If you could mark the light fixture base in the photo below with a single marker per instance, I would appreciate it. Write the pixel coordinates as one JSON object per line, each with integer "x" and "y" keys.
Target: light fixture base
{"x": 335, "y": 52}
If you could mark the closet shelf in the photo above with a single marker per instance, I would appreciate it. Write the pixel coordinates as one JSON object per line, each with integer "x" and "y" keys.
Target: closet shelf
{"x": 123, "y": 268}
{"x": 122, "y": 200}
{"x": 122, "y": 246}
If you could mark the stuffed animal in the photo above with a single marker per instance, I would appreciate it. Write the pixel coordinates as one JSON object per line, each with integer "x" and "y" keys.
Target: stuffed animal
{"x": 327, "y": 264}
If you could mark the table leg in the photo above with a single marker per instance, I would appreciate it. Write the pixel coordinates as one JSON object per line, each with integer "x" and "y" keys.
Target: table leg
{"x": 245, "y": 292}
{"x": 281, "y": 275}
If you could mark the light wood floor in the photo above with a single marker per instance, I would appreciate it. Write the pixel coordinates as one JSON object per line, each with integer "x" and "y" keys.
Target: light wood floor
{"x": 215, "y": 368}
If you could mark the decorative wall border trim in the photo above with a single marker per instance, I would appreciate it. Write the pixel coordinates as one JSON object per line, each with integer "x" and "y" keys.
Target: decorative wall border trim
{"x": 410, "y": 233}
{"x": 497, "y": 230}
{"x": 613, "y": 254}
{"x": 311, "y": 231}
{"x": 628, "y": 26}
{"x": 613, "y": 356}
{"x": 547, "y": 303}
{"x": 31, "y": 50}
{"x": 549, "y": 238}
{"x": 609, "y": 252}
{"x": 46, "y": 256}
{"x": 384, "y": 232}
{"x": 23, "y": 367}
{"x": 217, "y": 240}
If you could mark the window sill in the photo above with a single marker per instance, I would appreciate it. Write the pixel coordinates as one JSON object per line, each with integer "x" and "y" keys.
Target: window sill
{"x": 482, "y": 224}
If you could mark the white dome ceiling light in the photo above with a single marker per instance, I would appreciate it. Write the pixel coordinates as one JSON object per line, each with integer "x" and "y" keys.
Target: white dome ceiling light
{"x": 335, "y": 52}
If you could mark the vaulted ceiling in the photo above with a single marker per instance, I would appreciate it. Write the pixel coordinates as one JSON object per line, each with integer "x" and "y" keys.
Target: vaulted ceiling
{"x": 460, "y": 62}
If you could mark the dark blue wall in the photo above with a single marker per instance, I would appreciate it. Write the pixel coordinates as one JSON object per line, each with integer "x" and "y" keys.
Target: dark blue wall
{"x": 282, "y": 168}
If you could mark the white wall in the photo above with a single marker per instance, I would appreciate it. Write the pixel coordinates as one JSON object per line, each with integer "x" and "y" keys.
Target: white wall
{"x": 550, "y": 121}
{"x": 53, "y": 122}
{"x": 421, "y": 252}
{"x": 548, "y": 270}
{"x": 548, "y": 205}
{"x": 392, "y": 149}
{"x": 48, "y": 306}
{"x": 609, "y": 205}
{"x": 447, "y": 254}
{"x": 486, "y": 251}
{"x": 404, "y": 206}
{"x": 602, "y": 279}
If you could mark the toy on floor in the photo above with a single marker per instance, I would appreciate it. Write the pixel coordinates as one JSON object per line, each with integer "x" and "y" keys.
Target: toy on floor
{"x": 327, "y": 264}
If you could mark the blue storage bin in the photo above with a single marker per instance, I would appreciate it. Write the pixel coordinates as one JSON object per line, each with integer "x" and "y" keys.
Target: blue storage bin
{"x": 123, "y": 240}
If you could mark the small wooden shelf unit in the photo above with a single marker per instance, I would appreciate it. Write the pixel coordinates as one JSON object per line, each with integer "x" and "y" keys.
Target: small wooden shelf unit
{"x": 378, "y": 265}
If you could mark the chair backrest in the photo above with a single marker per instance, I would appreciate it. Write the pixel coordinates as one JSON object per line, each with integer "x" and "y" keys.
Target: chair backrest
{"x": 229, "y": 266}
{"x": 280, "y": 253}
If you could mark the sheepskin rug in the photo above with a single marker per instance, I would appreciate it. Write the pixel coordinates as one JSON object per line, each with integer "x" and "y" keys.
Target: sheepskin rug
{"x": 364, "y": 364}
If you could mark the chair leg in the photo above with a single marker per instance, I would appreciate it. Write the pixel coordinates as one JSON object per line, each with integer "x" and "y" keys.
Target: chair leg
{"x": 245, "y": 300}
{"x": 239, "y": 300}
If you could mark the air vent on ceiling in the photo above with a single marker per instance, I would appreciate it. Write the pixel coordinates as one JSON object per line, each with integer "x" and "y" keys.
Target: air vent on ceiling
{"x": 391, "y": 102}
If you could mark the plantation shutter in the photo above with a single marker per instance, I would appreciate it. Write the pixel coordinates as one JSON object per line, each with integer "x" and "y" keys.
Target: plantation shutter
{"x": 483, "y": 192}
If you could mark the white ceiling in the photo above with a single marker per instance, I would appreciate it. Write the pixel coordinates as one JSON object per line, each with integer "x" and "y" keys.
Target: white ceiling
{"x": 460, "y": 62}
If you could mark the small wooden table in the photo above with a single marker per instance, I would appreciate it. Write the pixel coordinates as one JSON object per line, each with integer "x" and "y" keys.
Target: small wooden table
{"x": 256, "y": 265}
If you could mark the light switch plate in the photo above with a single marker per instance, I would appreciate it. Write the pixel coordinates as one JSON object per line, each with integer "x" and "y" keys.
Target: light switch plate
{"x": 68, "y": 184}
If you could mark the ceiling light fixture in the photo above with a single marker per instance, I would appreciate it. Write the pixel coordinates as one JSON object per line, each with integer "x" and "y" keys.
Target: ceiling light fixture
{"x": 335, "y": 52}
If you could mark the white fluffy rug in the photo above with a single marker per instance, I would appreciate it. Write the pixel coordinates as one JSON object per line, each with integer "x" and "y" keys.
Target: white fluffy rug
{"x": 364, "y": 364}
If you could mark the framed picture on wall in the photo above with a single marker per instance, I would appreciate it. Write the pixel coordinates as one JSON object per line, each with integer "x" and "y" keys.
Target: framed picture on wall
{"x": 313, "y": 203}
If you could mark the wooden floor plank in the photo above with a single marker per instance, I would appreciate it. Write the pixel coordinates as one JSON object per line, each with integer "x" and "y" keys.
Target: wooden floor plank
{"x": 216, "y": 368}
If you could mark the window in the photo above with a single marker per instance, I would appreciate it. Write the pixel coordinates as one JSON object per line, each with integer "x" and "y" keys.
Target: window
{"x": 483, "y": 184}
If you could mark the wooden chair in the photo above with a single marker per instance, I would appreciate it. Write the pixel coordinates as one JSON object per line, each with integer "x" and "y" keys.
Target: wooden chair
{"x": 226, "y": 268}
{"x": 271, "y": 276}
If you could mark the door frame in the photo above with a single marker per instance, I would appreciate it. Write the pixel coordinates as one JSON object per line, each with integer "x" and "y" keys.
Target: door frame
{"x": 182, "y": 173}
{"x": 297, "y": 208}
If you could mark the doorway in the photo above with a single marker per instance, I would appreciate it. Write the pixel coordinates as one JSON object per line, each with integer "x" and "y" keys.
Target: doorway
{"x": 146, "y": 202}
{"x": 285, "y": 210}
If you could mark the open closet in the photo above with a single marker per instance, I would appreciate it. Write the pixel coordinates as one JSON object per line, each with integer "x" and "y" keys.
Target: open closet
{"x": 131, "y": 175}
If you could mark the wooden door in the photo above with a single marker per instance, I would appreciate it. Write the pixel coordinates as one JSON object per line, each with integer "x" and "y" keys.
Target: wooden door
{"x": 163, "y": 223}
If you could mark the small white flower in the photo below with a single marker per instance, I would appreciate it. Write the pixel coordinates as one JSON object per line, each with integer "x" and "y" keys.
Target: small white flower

What is needed> Write out, word for word, the line containing "If you could mark the door frame" and every line after it to the end of the data above.

Correct answer>
If you could mark the door frame in the photo above with a single marker per instance, I would appreciate it. Write the pixel coordinates as one JSON object per line, each with integer "x" and "y" keys.
Target: door frame
{"x": 182, "y": 173}
{"x": 297, "y": 208}
If you could mark the doorway in the photo above with a single marker per instance, I would appreciate it. Write the pixel coordinates as one JSON object per line, each with integer "x" and "y" keys.
Target: doorway
{"x": 146, "y": 202}
{"x": 285, "y": 210}
If you could mark the open closet in the photo above with a single marker per instance, I would appreciate it. Write the pixel coordinates as one JSON object per line, each with integer "x" and "y" keys.
Target: open closet
{"x": 131, "y": 175}
If you could mark the wooden door in the photo above with a single marker per instance, I would appreciate it. Write the pixel coordinates as one JSON object per line, each with integer "x" and "y" keys.
Target: wooden door
{"x": 163, "y": 223}
If you could mark the small white flower in the photo below with a single marker per instance, I would appreciate it. Write the pixel coordinates as one JSON object per line, each with integer "x" and "y" keys.
Target: small white flower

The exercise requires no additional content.